══ INPUT FOR THIS TASK

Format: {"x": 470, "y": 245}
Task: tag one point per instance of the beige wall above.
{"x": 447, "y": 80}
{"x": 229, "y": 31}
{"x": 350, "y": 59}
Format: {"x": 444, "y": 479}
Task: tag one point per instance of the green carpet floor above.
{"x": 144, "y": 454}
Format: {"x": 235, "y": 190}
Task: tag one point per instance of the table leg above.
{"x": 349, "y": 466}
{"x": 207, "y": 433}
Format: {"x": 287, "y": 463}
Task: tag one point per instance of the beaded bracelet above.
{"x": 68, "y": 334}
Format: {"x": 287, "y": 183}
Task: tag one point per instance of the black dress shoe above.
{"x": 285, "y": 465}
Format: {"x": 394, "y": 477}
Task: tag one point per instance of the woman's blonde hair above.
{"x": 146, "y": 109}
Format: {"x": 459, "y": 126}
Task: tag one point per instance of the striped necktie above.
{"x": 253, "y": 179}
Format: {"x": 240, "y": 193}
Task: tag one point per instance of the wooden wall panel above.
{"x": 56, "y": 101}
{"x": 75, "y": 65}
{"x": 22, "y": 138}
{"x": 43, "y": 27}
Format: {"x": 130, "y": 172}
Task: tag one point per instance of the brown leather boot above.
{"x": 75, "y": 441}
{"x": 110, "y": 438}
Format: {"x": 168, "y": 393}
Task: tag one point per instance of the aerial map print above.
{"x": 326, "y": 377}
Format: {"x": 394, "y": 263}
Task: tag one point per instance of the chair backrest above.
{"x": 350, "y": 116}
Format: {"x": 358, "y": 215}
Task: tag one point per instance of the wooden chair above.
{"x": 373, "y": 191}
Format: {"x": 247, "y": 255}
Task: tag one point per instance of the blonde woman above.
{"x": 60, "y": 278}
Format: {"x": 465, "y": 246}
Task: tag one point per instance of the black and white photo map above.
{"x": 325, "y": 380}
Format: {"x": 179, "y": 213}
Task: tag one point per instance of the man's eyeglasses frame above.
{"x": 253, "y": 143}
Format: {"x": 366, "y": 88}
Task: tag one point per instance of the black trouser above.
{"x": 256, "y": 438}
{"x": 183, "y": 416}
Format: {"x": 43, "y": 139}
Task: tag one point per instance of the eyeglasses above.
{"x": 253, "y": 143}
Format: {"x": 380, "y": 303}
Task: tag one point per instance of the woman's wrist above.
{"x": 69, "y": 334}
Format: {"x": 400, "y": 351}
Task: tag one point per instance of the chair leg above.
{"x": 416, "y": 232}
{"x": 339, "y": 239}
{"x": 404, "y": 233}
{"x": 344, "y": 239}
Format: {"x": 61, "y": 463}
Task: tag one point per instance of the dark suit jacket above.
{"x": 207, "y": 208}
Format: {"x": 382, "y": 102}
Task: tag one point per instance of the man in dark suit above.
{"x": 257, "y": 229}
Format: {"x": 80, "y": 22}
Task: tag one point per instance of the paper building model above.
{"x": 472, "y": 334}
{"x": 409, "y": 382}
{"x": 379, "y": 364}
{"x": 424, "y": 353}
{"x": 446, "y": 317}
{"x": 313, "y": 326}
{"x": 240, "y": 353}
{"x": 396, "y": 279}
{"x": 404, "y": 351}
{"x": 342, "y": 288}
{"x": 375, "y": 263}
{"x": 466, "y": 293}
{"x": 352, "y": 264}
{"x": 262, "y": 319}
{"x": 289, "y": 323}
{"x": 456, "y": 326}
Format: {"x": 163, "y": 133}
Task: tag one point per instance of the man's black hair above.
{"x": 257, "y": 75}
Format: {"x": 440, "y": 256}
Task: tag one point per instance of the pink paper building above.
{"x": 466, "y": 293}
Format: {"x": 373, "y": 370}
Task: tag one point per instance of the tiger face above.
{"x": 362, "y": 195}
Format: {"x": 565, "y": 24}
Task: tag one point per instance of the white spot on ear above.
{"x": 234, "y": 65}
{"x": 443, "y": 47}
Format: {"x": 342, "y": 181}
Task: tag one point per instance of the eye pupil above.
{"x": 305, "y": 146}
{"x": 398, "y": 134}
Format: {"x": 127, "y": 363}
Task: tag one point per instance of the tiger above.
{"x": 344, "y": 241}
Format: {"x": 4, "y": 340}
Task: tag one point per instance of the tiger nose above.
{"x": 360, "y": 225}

════

▸ **WHAT TO DO**: Go through the data above and transcribe every entry exactly.

▸ **TASK RESULT**:
Format: {"x": 470, "y": 245}
Task: tag one point per instance of the beige wall above.
{"x": 447, "y": 80}
{"x": 229, "y": 31}
{"x": 350, "y": 59}
Format: {"x": 444, "y": 479}
Task: tag one point per instance of the green carpet floor above.
{"x": 144, "y": 454}
Format: {"x": 235, "y": 190}
Task: tag one point per instance of the table leg above.
{"x": 349, "y": 466}
{"x": 207, "y": 433}
Format: {"x": 287, "y": 463}
Task: tag one point per instance of the beaded bracelet above.
{"x": 68, "y": 334}
Format: {"x": 287, "y": 183}
Task: tag one point per instance of the black dress shoe above.
{"x": 285, "y": 465}
Format: {"x": 394, "y": 477}
Task: tag one point per instance of the woman's blonde hair above.
{"x": 146, "y": 109}
Format: {"x": 459, "y": 126}
Task: tag one point per instance of the striped necktie above.
{"x": 253, "y": 179}
Format: {"x": 240, "y": 193}
Task: tag one point per instance of the wooden wall panel above.
{"x": 56, "y": 101}
{"x": 75, "y": 65}
{"x": 22, "y": 138}
{"x": 43, "y": 27}
Format: {"x": 130, "y": 172}
Task: tag one point per instance of the brown leather boot above.
{"x": 75, "y": 441}
{"x": 110, "y": 438}
Format: {"x": 168, "y": 393}
Task: tag one point per instance of the aerial map print above.
{"x": 326, "y": 377}
Format: {"x": 394, "y": 263}
Task: tag one point per instance of the chair backrest above.
{"x": 350, "y": 116}
Format: {"x": 358, "y": 215}
Task: tag one point per instance of the wooden chair above.
{"x": 373, "y": 191}
Format: {"x": 247, "y": 255}
Task: tag one point per instance of the blonde woman above.
{"x": 60, "y": 278}
Format: {"x": 465, "y": 246}
Task: tag one point per instance of the black and white photo map above.
{"x": 325, "y": 380}
Format: {"x": 179, "y": 213}
Task: tag one point per instance of the man's eyeglasses frame above.
{"x": 253, "y": 143}
Format: {"x": 366, "y": 88}
Task: tag one point per instance of the black trouser above.
{"x": 256, "y": 438}
{"x": 183, "y": 416}
Format: {"x": 43, "y": 139}
Task: tag one point per instance of the eyeglasses above.
{"x": 253, "y": 143}
Format: {"x": 380, "y": 303}
Task: tag one point per instance of the woman's wrist above.
{"x": 69, "y": 334}
Format: {"x": 400, "y": 351}
Task: tag one point per instance of the chair leg above.
{"x": 416, "y": 232}
{"x": 339, "y": 239}
{"x": 404, "y": 233}
{"x": 344, "y": 239}
Format: {"x": 61, "y": 463}
Task: tag one point per instance of the dark suit jacket above.
{"x": 207, "y": 208}
Format: {"x": 382, "y": 102}
Task: tag one point per instance of the man in dark suit above.
{"x": 257, "y": 229}
Format: {"x": 80, "y": 22}
Task: tag one point per instance of the paper building model above.
{"x": 472, "y": 334}
{"x": 409, "y": 382}
{"x": 379, "y": 364}
{"x": 424, "y": 353}
{"x": 446, "y": 317}
{"x": 313, "y": 326}
{"x": 240, "y": 353}
{"x": 396, "y": 279}
{"x": 404, "y": 351}
{"x": 342, "y": 288}
{"x": 375, "y": 263}
{"x": 466, "y": 293}
{"x": 352, "y": 264}
{"x": 262, "y": 319}
{"x": 289, "y": 323}
{"x": 456, "y": 326}
Format: {"x": 163, "y": 133}
Task: tag one point per instance of the man's black hair above.
{"x": 257, "y": 75}
Format: {"x": 440, "y": 256}
Task: tag one point per instance of the pink paper building above.
{"x": 466, "y": 293}
Format: {"x": 373, "y": 370}
Task: tag one point per instance of the tiger face above.
{"x": 362, "y": 195}
Format: {"x": 565, "y": 24}
Task: tag one point per instance of the white spot on ear above.
{"x": 234, "y": 65}
{"x": 443, "y": 47}
Format: {"x": 342, "y": 181}
Task: tag one point per instance of the eye pupil above.
{"x": 305, "y": 146}
{"x": 398, "y": 134}
Format: {"x": 127, "y": 363}
Task: tag one point per instance of the tiger above.
{"x": 344, "y": 241}
Format: {"x": 4, "y": 340}
Task: tag one point per instance of the tiger nose above.
{"x": 360, "y": 225}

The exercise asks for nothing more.